(Image records on named regions)
--*--

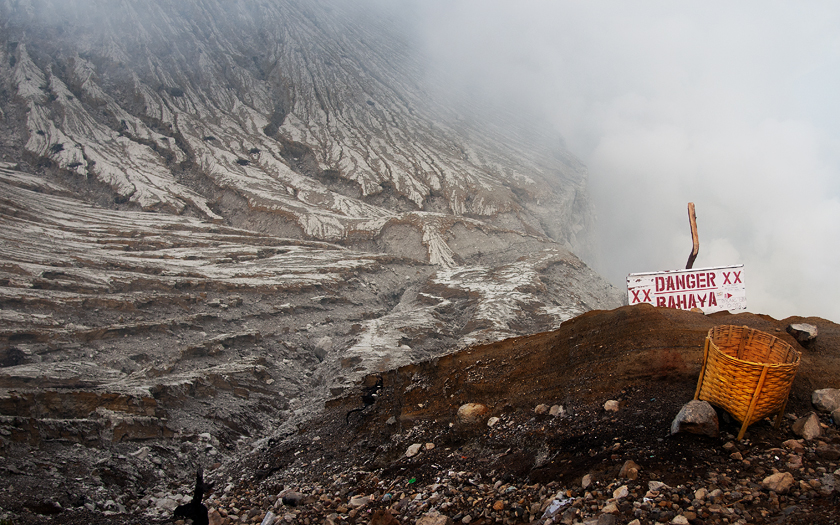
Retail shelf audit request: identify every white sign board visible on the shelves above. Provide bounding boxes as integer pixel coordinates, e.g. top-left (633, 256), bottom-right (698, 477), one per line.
top-left (627, 264), bottom-right (747, 314)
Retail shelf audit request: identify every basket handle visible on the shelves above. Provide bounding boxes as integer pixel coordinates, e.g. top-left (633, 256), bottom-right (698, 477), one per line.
top-left (694, 336), bottom-right (711, 399)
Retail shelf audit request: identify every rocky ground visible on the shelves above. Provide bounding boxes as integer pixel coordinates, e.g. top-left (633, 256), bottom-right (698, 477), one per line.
top-left (0, 306), bottom-right (840, 525)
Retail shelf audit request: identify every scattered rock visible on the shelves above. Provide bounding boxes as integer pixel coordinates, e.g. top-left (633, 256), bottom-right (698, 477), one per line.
top-left (811, 388), bottom-right (840, 412)
top-left (280, 490), bottom-right (306, 507)
top-left (456, 403), bottom-right (490, 425)
top-left (348, 495), bottom-right (370, 509)
top-left (790, 412), bottom-right (822, 441)
top-left (787, 323), bottom-right (819, 343)
top-left (417, 510), bottom-right (453, 525)
top-left (618, 459), bottom-right (642, 479)
top-left (613, 485), bottom-right (630, 499)
top-left (369, 509), bottom-right (400, 525)
top-left (761, 472), bottom-right (794, 494)
top-left (671, 399), bottom-right (720, 437)
top-left (782, 439), bottom-right (805, 454)
top-left (207, 509), bottom-right (224, 525)
top-left (816, 441), bottom-right (840, 461)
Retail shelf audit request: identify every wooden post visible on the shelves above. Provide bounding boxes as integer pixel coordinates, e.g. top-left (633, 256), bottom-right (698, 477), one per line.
top-left (685, 202), bottom-right (700, 270)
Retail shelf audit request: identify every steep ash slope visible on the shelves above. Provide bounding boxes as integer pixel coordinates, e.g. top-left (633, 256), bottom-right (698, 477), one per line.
top-left (0, 0), bottom-right (592, 265)
top-left (0, 0), bottom-right (622, 518)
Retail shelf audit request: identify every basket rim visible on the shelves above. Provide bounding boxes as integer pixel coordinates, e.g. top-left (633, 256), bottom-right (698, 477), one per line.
top-left (706, 325), bottom-right (802, 368)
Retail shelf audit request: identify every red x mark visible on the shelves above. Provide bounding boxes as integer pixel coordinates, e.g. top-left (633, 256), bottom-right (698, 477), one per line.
top-left (723, 272), bottom-right (743, 284)
top-left (630, 290), bottom-right (652, 304)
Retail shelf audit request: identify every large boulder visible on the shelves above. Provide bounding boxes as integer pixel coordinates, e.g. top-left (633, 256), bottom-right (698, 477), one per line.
top-left (671, 399), bottom-right (720, 437)
top-left (811, 388), bottom-right (840, 412)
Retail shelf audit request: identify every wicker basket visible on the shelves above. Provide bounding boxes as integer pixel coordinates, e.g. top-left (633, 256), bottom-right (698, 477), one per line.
top-left (694, 325), bottom-right (799, 440)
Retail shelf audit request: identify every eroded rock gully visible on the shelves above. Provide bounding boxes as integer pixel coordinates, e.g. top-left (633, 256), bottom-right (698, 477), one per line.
top-left (0, 306), bottom-right (840, 524)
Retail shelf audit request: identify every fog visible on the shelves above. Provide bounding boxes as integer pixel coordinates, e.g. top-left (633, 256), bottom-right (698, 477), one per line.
top-left (403, 0), bottom-right (840, 321)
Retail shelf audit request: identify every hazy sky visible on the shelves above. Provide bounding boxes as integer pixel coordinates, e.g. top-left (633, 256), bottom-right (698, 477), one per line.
top-left (405, 0), bottom-right (840, 322)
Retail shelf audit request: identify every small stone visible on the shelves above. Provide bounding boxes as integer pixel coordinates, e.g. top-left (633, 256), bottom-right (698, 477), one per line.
top-left (456, 403), bottom-right (490, 425)
top-left (811, 388), bottom-right (840, 412)
top-left (369, 509), bottom-right (400, 525)
top-left (207, 509), bottom-right (223, 525)
top-left (816, 441), bottom-right (840, 461)
top-left (618, 459), bottom-right (642, 479)
top-left (613, 485), bottom-right (630, 499)
top-left (595, 512), bottom-right (616, 525)
top-left (347, 495), bottom-right (370, 509)
top-left (761, 472), bottom-right (794, 494)
top-left (280, 490), bottom-right (306, 507)
top-left (782, 439), bottom-right (805, 454)
top-left (790, 412), bottom-right (822, 441)
top-left (787, 454), bottom-right (802, 470)
top-left (416, 510), bottom-right (450, 525)
top-left (648, 481), bottom-right (668, 491)
top-left (786, 323), bottom-right (820, 343)
top-left (155, 498), bottom-right (178, 512)
top-left (671, 399), bottom-right (720, 437)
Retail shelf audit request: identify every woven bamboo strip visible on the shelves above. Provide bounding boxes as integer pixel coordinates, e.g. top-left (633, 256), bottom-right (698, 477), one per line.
top-left (694, 325), bottom-right (800, 439)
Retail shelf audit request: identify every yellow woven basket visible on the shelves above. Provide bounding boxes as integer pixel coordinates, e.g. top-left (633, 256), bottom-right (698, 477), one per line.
top-left (694, 325), bottom-right (800, 440)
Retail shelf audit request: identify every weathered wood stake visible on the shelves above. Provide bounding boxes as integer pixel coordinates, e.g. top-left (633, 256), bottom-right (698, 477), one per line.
top-left (685, 202), bottom-right (700, 270)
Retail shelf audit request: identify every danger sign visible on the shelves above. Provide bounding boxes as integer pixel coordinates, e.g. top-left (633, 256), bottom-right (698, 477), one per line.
top-left (627, 264), bottom-right (747, 314)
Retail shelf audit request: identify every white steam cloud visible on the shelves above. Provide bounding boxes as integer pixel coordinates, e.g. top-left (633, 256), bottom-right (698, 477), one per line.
top-left (403, 0), bottom-right (840, 321)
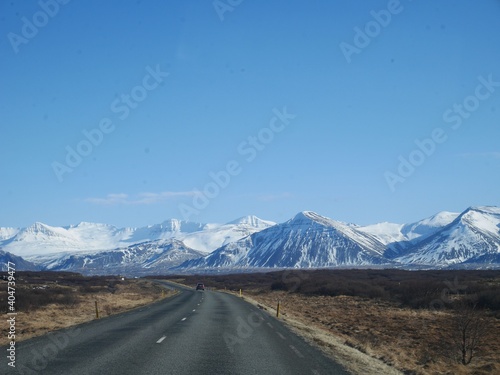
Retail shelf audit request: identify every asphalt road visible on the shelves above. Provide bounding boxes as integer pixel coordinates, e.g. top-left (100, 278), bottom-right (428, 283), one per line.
top-left (0, 288), bottom-right (347, 375)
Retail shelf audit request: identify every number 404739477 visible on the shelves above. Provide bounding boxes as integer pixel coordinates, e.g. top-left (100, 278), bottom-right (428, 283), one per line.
top-left (7, 262), bottom-right (16, 312)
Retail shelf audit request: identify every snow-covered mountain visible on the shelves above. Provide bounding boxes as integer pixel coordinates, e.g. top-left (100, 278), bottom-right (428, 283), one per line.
top-left (0, 249), bottom-right (41, 272)
top-left (179, 211), bottom-right (391, 269)
top-left (358, 211), bottom-right (459, 259)
top-left (0, 206), bottom-right (500, 275)
top-left (0, 216), bottom-right (274, 259)
top-left (395, 207), bottom-right (500, 266)
top-left (358, 211), bottom-right (459, 245)
top-left (30, 239), bottom-right (204, 276)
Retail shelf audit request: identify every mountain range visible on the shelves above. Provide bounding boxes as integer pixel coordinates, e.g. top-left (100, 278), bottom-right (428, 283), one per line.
top-left (0, 206), bottom-right (500, 275)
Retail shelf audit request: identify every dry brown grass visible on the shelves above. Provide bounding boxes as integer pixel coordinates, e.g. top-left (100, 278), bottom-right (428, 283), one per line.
top-left (0, 279), bottom-right (174, 345)
top-left (239, 290), bottom-right (500, 375)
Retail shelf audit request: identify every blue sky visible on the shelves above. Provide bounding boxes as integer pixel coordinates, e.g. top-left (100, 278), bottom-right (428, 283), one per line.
top-left (0, 0), bottom-right (500, 227)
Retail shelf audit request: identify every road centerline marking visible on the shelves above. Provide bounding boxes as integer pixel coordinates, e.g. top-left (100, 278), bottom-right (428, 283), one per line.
top-left (156, 336), bottom-right (167, 344)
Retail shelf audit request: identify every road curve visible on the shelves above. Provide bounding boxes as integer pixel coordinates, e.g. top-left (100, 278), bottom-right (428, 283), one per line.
top-left (0, 282), bottom-right (348, 375)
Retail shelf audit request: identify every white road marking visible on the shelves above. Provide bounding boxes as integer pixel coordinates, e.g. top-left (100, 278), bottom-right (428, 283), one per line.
top-left (290, 345), bottom-right (304, 358)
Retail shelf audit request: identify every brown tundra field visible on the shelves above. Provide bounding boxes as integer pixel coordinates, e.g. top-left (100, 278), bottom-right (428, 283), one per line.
top-left (159, 270), bottom-right (500, 375)
top-left (0, 272), bottom-right (172, 345)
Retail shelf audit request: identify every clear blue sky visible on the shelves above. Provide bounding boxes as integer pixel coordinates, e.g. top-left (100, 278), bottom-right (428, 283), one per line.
top-left (0, 0), bottom-right (500, 227)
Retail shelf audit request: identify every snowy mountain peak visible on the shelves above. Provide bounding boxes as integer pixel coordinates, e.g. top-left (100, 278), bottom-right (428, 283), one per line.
top-left (288, 211), bottom-right (335, 227)
top-left (463, 206), bottom-right (500, 215)
top-left (227, 215), bottom-right (276, 229)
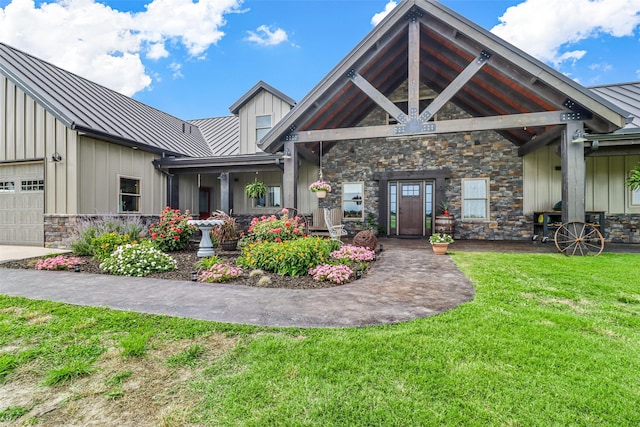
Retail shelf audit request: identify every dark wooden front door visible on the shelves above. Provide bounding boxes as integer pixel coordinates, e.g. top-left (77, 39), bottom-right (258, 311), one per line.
top-left (198, 187), bottom-right (211, 219)
top-left (398, 182), bottom-right (424, 236)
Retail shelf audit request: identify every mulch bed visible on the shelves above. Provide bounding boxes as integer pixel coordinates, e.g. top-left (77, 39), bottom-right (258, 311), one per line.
top-left (0, 246), bottom-right (350, 289)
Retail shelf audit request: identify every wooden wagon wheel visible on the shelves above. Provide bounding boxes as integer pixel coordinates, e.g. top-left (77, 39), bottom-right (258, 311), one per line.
top-left (554, 222), bottom-right (604, 256)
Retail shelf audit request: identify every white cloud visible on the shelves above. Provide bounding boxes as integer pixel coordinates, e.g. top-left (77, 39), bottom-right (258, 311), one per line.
top-left (0, 0), bottom-right (243, 96)
top-left (371, 0), bottom-right (398, 27)
top-left (589, 62), bottom-right (613, 72)
top-left (169, 62), bottom-right (184, 79)
top-left (491, 0), bottom-right (640, 67)
top-left (245, 25), bottom-right (289, 46)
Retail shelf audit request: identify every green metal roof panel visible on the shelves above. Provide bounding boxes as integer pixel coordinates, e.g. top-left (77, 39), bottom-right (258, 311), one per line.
top-left (0, 43), bottom-right (211, 156)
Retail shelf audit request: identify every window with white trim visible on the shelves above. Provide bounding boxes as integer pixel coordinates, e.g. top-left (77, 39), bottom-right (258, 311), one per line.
top-left (462, 178), bottom-right (489, 220)
top-left (342, 182), bottom-right (364, 220)
top-left (20, 179), bottom-right (44, 191)
top-left (118, 176), bottom-right (141, 212)
top-left (256, 116), bottom-right (272, 142)
top-left (629, 188), bottom-right (640, 208)
top-left (0, 181), bottom-right (16, 193)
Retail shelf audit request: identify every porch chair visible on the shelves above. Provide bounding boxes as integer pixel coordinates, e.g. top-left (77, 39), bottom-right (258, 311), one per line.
top-left (324, 208), bottom-right (347, 243)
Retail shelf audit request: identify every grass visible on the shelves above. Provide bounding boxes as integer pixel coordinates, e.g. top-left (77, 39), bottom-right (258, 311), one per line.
top-left (0, 252), bottom-right (640, 426)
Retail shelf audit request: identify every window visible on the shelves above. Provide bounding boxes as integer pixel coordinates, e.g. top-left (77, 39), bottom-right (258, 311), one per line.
top-left (462, 178), bottom-right (489, 219)
top-left (629, 188), bottom-right (640, 207)
top-left (342, 182), bottom-right (364, 219)
top-left (0, 181), bottom-right (16, 193)
top-left (256, 116), bottom-right (271, 142)
top-left (253, 186), bottom-right (282, 208)
top-left (389, 182), bottom-right (398, 231)
top-left (20, 179), bottom-right (44, 191)
top-left (118, 177), bottom-right (140, 212)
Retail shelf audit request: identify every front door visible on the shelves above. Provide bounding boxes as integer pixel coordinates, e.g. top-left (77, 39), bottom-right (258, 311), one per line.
top-left (398, 182), bottom-right (424, 236)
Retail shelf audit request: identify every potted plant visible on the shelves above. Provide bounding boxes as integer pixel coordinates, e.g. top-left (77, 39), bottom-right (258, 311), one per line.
top-left (625, 164), bottom-right (640, 191)
top-left (209, 211), bottom-right (240, 251)
top-left (429, 233), bottom-right (453, 255)
top-left (244, 180), bottom-right (267, 199)
top-left (309, 180), bottom-right (331, 199)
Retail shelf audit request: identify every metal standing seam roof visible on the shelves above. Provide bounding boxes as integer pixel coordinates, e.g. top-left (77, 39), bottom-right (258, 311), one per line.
top-left (189, 116), bottom-right (240, 157)
top-left (589, 82), bottom-right (640, 133)
top-left (0, 43), bottom-right (211, 156)
top-left (229, 80), bottom-right (296, 115)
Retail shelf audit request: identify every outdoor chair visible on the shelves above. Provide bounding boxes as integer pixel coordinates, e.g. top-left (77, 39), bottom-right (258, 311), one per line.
top-left (324, 208), bottom-right (347, 243)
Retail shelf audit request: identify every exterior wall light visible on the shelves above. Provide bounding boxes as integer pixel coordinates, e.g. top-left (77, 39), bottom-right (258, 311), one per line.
top-left (571, 129), bottom-right (587, 144)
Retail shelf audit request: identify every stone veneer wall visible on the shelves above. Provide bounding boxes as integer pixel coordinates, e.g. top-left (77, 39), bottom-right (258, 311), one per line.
top-left (322, 132), bottom-right (532, 240)
top-left (321, 94), bottom-right (533, 240)
top-left (604, 214), bottom-right (640, 243)
top-left (44, 214), bottom-right (160, 249)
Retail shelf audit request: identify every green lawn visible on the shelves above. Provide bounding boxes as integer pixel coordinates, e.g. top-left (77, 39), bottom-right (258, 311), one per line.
top-left (0, 252), bottom-right (640, 426)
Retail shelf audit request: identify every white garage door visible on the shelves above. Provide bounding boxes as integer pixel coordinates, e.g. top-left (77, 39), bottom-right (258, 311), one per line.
top-left (0, 162), bottom-right (44, 246)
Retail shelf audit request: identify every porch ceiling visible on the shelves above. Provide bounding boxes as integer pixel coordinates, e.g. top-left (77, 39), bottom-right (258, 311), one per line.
top-left (263, 0), bottom-right (626, 152)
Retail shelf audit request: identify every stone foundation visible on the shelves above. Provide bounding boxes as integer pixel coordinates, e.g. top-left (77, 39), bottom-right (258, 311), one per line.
top-left (44, 214), bottom-right (160, 249)
top-left (604, 214), bottom-right (640, 243)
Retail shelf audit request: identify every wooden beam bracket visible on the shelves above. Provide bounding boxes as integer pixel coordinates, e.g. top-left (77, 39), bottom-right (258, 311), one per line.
top-left (560, 111), bottom-right (593, 122)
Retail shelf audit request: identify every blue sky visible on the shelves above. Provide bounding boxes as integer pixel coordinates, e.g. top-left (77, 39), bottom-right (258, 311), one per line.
top-left (0, 0), bottom-right (640, 119)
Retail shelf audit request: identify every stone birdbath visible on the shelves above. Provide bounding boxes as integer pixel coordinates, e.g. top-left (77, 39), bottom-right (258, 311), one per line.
top-left (187, 219), bottom-right (224, 258)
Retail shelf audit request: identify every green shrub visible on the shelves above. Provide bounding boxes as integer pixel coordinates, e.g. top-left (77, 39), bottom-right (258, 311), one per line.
top-left (149, 206), bottom-right (197, 252)
top-left (100, 240), bottom-right (177, 277)
top-left (240, 209), bottom-right (305, 247)
top-left (196, 255), bottom-right (221, 271)
top-left (236, 237), bottom-right (340, 276)
top-left (198, 264), bottom-right (242, 283)
top-left (70, 216), bottom-right (145, 255)
top-left (91, 231), bottom-right (138, 261)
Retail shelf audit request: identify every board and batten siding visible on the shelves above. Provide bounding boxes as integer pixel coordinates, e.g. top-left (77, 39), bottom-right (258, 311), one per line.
top-left (75, 136), bottom-right (167, 215)
top-left (0, 75), bottom-right (78, 214)
top-left (238, 90), bottom-right (291, 154)
top-left (524, 146), bottom-right (640, 215)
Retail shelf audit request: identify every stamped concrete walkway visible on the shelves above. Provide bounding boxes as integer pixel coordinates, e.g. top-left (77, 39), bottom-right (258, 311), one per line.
top-left (0, 241), bottom-right (474, 327)
top-left (0, 239), bottom-right (640, 328)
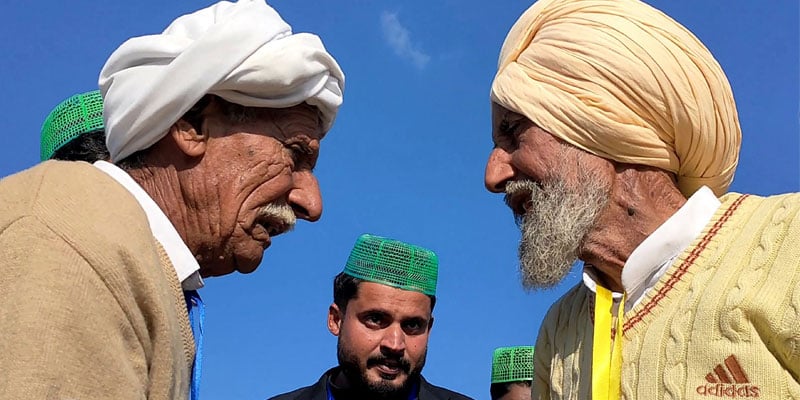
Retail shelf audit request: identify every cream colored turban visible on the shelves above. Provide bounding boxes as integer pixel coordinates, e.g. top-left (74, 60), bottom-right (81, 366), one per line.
top-left (491, 0), bottom-right (741, 196)
top-left (99, 0), bottom-right (344, 161)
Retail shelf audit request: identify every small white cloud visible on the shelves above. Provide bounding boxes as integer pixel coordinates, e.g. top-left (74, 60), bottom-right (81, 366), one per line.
top-left (381, 11), bottom-right (431, 69)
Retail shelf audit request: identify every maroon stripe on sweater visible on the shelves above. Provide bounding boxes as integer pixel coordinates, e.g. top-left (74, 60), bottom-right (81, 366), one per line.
top-left (622, 194), bottom-right (748, 334)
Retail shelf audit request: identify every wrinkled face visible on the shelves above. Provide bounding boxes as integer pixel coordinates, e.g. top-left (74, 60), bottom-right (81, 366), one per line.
top-left (485, 104), bottom-right (614, 289)
top-left (328, 282), bottom-right (433, 398)
top-left (190, 103), bottom-right (322, 276)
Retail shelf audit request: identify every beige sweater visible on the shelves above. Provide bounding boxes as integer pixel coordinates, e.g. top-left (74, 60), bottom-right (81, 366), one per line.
top-left (533, 194), bottom-right (800, 400)
top-left (0, 161), bottom-right (194, 399)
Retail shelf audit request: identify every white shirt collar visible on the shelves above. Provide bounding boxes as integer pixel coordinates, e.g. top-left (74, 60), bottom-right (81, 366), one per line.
top-left (583, 186), bottom-right (721, 311)
top-left (94, 161), bottom-right (203, 290)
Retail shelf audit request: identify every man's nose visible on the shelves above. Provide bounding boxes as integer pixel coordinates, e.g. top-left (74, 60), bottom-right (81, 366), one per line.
top-left (483, 148), bottom-right (514, 193)
top-left (288, 171), bottom-right (322, 222)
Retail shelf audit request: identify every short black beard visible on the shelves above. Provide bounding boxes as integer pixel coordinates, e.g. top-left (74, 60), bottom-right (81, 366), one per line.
top-left (336, 337), bottom-right (427, 400)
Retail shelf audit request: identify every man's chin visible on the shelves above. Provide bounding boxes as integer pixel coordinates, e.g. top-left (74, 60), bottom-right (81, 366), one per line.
top-left (368, 371), bottom-right (408, 394)
top-left (231, 254), bottom-right (263, 274)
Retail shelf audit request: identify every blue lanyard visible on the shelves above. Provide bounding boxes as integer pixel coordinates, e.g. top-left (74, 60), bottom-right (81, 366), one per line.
top-left (325, 380), bottom-right (419, 400)
top-left (183, 290), bottom-right (206, 400)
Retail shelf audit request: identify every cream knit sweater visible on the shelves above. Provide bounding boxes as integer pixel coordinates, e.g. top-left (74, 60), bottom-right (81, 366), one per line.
top-left (0, 162), bottom-right (194, 400)
top-left (533, 194), bottom-right (800, 400)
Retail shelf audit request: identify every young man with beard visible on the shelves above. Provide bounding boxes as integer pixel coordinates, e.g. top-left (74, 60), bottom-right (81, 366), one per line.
top-left (0, 0), bottom-right (344, 400)
top-left (270, 235), bottom-right (476, 400)
top-left (40, 90), bottom-right (109, 163)
top-left (489, 346), bottom-right (533, 400)
top-left (485, 0), bottom-right (800, 400)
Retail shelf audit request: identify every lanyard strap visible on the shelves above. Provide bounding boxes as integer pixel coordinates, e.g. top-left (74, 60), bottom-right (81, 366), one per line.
top-left (183, 290), bottom-right (206, 400)
top-left (592, 285), bottom-right (625, 400)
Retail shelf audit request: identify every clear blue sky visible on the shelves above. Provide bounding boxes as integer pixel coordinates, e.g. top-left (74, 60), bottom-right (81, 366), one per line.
top-left (0, 0), bottom-right (800, 400)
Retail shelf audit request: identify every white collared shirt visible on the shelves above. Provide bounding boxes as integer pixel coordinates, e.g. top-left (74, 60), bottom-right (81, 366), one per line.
top-left (583, 186), bottom-right (722, 311)
top-left (94, 161), bottom-right (203, 290)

--*--

▶ _GOAL OF THE EXERCISE_: Starting at the line that contains "Retail shelf audit request: identify every beige" and ending with the line that contains "top-left (288, 171), bottom-right (322, 222)", copy those records again with every "shelves" swapped for "racks". Leave everything else unchanged.

▶ _CORRECT RESPONSE_:
Retail shelf audit request: identify every beige sweater visible on the racks above. Provide bounding boxes as integer pixel coordinates, e.g. top-left (74, 60), bottom-right (81, 366), one per line.
top-left (533, 194), bottom-right (800, 400)
top-left (0, 161), bottom-right (194, 399)
Retail shelf audit request: identify every white shirt collar visible on the racks above. Provide bounding boxes as integer pixel coordinates, e.g. top-left (74, 60), bottom-right (81, 366), one per line.
top-left (583, 186), bottom-right (721, 311)
top-left (94, 161), bottom-right (203, 290)
Retail shelf audit request: identify every man's nose visible on the racks above. Provide bounding boxes as integer pixel coordinates, e.g. top-left (74, 60), bottom-right (81, 366), one per line.
top-left (483, 148), bottom-right (514, 193)
top-left (288, 171), bottom-right (322, 222)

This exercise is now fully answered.